━━━ Fragment strony ━━━

DB_PATH = "vectors.db"
DIM = 384
model = SentenceTransformer("all-MiniLM-L6-v2")

def embed_norm(texts):
    v = model.encode(texts).astype("float32")
    v /= (np.linalg.norm(v, axis=1, keepdims=True) + 1e-12)  # kosinus → IP
    return v

con = sqlite3.connect(DB_PATH)
con.enable_load_extension(True)
sqlite_vss.load(con)
cur = con.cursor()

# 1) Tabela
cur.executescript(f"""
CREATE TABLE IF NOT EXISTS docs(
  id INTEGER PRIMARY KEY,
  text TEXT NOT NULL
);
CREATE VIRTUAL TABLE IF NOT EXISTS doc_index USING vss0(emb({DIM}));
""")
con.commit()

# 2) Dane + indeks
docs = [
    (1, "Ciąg Fibonacciego zaczyna się od 0 i 1."),
    (2, "Algorytm Dijkstry znajduje najkrótsze ścieżki w grafie."),
    (3, "Rekurencja to wywołanie funkcji przez samą siebie."),
]
cur.executemany("INSERT OR IGNORE INTO docs(id, text) VALUES (?,?)", docs)

embs = embed_norm([t for _, t in docs]).tolist()

# (a) jeśli istnieją — usuń stare wektory po rowid
cur.executemany("DELETE FROM doc_index WHERE rowid = ?", [(d[0],) for d in docs])
# (b) wstaw jako surowy JSON string (BEZ json(?))
cur.executemany(
    "INSERT INTO doc_index(rowid, emb) VALUES (?, ?)",
    [(docs[i][0], json.dumps(embs[i])) for i in range(len(docs))]
)
con.commit()

query = "Jak zaczyna się ciąg Fibonacciego?"
q = embed_norm([query])[0].tolist()

rows = cur.execute("""
WITH knn AS (
  SELECT rowid, distance
  FROM doc_index
  WHERE vss_search(emb, ?)
  ORDER BY distance DESC
  LIMIT 5
)
SELECT d.id, d.text, knn.distance
FROM knn
JOIN docs AS d ON d.id = knn.rowid
ORDER BY knn.distance DESC;
""", (json.dumps(q),)).fetchall()

for rid, text, score in rows:
    print(f"id={rid} score={score:.4f}  text={text}")


id=3 score=1.1374  text=Rekurencja to wywołanie funkcji przez samą siebie.
id=2 score=0.9426  text=Algorytm Dijkstry znajduje najkrótsze ścieżki w grafie.
id=1 score=0.3450  text=Ciąg Fibonacciego zaczyna się od 0 i 1.

━━━

* Szczegóły zadania: Przepisz bez zmian fragment strony od „v /= (np.linalg.norm(v, axis=1, keepdims=True)” do „cur = con.cursor()”.

━━━ Wpisy ━━━

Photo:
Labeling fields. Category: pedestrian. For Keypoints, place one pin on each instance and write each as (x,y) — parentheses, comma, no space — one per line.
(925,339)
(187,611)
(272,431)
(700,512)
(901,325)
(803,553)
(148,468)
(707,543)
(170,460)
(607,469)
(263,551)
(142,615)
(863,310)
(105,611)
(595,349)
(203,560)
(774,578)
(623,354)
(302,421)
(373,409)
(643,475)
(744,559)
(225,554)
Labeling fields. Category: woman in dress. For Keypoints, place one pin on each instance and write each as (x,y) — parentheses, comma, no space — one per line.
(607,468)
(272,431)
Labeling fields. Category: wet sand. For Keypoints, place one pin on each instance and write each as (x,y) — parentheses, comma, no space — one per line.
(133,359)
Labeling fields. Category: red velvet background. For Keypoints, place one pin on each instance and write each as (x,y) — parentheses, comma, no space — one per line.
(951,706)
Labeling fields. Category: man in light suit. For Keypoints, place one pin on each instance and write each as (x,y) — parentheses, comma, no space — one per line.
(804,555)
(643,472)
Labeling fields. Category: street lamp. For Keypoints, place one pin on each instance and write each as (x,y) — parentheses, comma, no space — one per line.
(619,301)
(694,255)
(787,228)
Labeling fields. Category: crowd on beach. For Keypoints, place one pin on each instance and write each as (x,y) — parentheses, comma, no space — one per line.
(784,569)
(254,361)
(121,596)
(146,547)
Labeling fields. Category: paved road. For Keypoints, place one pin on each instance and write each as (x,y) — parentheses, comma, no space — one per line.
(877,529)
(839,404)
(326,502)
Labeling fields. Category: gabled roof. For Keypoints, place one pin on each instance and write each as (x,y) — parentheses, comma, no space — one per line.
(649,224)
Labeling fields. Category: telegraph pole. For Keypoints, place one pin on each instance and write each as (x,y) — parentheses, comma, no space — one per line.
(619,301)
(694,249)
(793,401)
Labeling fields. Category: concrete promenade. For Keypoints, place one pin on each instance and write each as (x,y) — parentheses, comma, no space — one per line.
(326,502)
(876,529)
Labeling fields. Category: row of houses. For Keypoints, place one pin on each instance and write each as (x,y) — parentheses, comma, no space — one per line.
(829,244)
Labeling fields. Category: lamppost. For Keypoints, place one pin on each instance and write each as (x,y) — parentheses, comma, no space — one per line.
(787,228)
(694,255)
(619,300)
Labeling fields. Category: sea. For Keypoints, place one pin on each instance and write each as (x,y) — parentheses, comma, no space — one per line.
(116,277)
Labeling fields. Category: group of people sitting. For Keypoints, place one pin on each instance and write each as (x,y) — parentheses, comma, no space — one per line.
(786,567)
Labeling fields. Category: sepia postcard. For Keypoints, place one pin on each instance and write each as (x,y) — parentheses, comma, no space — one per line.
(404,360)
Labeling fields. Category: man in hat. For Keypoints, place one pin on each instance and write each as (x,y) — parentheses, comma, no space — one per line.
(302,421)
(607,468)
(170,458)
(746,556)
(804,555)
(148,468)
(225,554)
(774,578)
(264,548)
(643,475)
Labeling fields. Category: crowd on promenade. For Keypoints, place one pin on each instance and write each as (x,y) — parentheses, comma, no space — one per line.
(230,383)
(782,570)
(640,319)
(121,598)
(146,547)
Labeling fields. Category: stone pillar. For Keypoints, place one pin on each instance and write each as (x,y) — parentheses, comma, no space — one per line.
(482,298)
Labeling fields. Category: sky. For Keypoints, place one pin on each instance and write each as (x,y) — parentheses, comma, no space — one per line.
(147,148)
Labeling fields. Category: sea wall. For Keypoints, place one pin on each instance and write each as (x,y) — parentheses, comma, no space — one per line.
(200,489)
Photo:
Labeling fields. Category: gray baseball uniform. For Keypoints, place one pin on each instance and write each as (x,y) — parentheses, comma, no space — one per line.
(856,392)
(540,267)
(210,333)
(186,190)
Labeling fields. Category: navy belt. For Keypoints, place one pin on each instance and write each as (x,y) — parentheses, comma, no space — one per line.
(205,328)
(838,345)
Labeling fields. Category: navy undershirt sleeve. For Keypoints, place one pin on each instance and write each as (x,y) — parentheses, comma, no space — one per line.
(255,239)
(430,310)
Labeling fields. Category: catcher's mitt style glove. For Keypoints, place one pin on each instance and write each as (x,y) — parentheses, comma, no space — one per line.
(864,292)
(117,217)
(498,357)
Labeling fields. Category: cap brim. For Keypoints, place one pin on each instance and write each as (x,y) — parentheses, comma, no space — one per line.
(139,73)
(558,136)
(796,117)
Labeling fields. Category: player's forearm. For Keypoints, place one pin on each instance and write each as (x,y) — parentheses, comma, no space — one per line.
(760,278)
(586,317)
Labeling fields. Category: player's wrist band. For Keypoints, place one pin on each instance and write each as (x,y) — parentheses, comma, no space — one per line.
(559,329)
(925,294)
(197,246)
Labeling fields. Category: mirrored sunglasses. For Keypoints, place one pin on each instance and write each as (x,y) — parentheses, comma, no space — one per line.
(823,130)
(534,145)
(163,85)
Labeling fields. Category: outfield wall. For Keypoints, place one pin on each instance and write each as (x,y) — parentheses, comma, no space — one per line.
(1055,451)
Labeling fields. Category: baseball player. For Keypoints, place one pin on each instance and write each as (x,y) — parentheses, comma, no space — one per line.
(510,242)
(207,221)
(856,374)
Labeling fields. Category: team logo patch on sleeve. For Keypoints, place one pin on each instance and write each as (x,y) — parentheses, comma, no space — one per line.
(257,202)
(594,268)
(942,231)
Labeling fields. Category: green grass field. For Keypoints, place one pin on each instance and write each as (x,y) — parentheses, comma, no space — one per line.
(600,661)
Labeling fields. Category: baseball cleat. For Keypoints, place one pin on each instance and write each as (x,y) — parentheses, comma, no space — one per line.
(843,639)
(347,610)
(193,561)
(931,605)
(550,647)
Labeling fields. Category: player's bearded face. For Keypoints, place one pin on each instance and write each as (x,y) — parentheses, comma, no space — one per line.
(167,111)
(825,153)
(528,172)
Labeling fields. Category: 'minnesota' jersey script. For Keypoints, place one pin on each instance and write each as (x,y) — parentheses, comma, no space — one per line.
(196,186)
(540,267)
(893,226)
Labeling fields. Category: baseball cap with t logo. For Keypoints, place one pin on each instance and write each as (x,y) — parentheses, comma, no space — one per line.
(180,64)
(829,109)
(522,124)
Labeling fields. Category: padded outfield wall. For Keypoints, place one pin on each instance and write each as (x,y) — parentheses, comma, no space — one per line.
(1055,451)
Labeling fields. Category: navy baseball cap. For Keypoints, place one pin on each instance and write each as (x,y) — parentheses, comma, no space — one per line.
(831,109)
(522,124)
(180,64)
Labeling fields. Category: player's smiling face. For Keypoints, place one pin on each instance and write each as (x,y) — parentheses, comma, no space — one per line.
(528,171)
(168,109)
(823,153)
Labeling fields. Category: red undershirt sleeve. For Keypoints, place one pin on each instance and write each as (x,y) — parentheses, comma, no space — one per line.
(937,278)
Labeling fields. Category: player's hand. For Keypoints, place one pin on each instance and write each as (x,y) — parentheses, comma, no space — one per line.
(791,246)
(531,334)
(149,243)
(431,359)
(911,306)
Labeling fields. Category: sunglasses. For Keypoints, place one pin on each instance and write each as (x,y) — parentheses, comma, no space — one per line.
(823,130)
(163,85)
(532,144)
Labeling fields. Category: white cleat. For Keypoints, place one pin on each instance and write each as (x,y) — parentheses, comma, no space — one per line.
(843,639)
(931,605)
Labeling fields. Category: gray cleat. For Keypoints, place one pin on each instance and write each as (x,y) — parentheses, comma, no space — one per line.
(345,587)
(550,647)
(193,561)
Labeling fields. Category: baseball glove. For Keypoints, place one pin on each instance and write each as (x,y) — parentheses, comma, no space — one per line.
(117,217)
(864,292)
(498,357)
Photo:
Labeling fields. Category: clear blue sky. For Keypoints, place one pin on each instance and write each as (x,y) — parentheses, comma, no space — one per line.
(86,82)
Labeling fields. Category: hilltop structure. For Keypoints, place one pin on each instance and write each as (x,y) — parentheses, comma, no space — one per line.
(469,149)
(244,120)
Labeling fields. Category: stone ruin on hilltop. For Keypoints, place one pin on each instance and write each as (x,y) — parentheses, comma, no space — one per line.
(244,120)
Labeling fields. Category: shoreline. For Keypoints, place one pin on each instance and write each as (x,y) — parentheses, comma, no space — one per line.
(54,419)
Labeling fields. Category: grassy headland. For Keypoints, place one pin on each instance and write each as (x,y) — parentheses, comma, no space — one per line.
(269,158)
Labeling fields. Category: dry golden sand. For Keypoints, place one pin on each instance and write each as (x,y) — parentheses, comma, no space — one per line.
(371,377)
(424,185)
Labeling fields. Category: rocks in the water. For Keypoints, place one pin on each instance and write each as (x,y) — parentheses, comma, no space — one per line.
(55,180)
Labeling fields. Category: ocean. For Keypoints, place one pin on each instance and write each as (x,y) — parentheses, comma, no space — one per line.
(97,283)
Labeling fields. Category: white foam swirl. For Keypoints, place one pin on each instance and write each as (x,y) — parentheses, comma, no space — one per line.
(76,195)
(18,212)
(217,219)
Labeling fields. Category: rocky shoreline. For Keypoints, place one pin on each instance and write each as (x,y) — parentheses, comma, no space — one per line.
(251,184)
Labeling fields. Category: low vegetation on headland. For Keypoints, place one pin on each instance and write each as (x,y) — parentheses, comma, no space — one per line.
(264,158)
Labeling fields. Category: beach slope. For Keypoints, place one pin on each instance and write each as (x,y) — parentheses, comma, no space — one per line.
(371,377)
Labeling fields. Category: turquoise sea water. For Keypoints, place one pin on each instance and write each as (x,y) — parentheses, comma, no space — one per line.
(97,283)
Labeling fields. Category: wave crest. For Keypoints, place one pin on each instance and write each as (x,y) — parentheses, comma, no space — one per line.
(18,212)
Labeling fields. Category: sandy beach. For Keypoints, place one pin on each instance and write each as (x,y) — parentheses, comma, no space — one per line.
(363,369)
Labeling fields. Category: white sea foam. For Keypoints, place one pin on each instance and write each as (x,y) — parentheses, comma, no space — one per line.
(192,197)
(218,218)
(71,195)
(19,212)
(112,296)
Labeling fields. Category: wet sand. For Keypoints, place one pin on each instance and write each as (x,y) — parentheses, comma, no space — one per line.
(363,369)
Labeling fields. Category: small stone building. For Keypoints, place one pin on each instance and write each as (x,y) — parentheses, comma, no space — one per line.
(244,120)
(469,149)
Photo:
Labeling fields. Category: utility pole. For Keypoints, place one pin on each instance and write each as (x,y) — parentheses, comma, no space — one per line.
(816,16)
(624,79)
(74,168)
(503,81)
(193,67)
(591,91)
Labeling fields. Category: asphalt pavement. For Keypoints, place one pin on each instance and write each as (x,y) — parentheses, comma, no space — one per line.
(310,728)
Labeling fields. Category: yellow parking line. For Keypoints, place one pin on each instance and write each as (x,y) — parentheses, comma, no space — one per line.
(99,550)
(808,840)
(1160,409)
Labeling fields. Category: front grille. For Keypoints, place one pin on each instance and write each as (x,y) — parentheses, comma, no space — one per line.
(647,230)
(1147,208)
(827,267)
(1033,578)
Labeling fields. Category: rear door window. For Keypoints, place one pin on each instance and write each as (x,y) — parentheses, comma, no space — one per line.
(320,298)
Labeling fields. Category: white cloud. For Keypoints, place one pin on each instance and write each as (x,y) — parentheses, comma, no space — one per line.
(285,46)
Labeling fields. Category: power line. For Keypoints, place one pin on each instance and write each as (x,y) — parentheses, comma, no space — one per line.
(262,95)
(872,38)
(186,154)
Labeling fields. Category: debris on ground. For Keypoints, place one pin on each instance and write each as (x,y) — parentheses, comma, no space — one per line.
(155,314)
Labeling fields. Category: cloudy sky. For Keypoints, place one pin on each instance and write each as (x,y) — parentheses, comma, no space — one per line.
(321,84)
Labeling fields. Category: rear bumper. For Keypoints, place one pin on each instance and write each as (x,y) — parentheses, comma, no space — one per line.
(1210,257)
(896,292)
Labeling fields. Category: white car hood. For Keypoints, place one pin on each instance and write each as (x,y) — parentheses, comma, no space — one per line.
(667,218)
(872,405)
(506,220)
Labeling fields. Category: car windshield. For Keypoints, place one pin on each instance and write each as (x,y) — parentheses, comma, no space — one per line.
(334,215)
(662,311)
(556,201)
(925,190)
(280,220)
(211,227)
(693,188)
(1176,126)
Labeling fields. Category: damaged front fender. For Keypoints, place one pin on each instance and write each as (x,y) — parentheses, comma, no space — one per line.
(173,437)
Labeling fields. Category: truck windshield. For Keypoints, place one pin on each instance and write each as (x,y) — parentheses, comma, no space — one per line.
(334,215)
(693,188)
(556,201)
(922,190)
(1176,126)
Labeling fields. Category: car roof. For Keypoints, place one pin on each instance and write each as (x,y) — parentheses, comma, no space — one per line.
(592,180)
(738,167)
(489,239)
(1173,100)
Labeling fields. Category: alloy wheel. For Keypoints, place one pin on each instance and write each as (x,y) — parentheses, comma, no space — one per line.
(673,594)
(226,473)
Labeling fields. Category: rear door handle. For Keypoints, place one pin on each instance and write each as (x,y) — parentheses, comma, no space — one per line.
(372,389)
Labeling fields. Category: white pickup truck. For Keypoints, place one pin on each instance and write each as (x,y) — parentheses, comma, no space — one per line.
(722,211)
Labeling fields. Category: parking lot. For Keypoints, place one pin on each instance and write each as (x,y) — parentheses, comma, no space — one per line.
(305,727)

━━━

* Odpowiedź do zadania:
v /= (np.linalg.norm(v, axis=1, keepdims=True) + 1e-12)  # kosinus → IP
    return v

con = sqlite3.connect(DB_PATH)
con.enable_load_extension(True)
sqlite_vss.load(con)
cur = con.cursor()